**Passage provided**
_____

Blow- Creative Arts Festival

Speakers and Events

Iwi Creativity

Iwi Creativity: An Exhibition by Maori Creative Arts Students

The "Iwi Creativity" initiative highlights Maori student study activities across the range of design and fine arts offerings in the College. An annual showcase provides the opportunity for the College to celebrate and promote Maori student creative work. The event also provides an opportunity to invite Whanau and the wider community to share in our aspiration for Maori achievement.

The "Iwi Creativity" poster exhibition features the creative work of individual Maori students currently undertaking studies in the creative arts. While the posters emphasise the importance of Maori student contribution and academic endeavour in their chosen discipline they also emphasise the iwi connections with whom they are affiliated.

He toi whakairo, He mana tangata.

Where there is artistic excellence there is human dignity

Tony Whincup Book Launch

'Bwai ni Kiribati' by Tony Whincup: Book Launch

The launch of Associate Professor Tony Whincup's new book 'Bwai ni Kiribati; Artefacts of Experience'

Introduction by Dr Teresia Teaiwa, Programme Director Pacific Studies, Victoria University.

Traditional Kiribati dancing at 5pm.

Photo: Te Ikuiku by Tony Whincup

Paul Carter (Australia)

_____

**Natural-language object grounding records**
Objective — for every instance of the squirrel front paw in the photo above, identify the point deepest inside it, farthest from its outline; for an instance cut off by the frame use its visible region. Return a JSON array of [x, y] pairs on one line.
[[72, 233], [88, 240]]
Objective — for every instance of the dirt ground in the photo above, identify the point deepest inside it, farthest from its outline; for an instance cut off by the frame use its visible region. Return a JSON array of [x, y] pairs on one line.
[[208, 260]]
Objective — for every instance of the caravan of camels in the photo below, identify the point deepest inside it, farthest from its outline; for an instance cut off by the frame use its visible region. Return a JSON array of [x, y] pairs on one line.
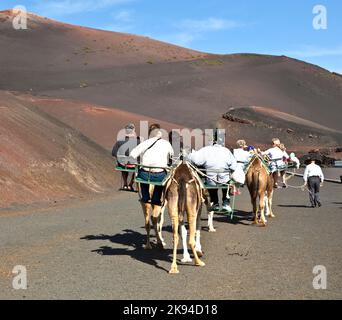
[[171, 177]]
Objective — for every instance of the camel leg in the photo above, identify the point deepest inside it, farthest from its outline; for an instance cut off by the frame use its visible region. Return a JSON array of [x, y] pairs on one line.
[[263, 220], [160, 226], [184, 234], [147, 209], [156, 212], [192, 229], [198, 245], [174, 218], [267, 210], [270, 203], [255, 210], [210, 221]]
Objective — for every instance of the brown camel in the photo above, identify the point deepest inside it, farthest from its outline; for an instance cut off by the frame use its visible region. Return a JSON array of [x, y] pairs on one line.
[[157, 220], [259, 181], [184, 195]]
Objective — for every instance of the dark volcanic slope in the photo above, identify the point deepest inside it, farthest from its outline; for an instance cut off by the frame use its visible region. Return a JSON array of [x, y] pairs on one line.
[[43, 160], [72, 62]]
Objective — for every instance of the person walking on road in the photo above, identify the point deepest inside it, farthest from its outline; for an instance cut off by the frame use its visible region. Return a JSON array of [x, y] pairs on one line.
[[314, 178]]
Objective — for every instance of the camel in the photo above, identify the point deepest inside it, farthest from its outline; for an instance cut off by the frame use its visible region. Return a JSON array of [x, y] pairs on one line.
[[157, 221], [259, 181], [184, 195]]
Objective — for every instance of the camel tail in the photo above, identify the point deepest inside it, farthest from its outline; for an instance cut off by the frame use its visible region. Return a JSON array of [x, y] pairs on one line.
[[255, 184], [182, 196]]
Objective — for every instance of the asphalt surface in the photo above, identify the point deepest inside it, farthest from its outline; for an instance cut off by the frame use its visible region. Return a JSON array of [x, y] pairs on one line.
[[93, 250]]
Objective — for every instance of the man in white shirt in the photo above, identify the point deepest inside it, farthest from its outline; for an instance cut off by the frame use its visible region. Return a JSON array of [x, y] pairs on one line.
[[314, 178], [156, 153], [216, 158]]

_____

**Requirement**
Please copy out the festival program text above in full, word for word.

**Result of the task**
Blow- Creative Arts Festival

Speakers and Events

Iwi Creativity

Iwi Creativity: An Exhibition by Maori Creative Arts Students

The "Iwi Creativity" initiative highlights Maori student study activities across the range of design and fine arts offerings in the College. An annual showcase provides the opportunity for the College to celebrate and promote Maori student creative work. The event also provides an opportunity to invite Whanau and the wider community to share in our aspiration for Maori achievement.

The "Iwi Creativity" poster exhibition features the creative work of individual Maori students currently undertaking studies in the creative arts. While the posters emphasise the importance of Maori student contribution and academic endeavour in their chosen discipline they also emphasise the iwi connections with whom they are affiliated.

He toi whakairo, He mana tangata.

Where there is artistic excellence there is human dignity

Tony Whincup Book Launch

'Bwai ni Kiribati' by Tony Whincup: Book Launch

The launch of Associate Professor Tony Whincup's new book 'Bwai ni Kiribati; Artefacts of Experience'

Introduction by Dr Teresia Teaiwa, Programme Director Pacific Studies, Victoria University.

Traditional Kiribati dancing at 5pm.

Photo: Te Ikuiku by Tony Whincup

Paul Carter (Australia)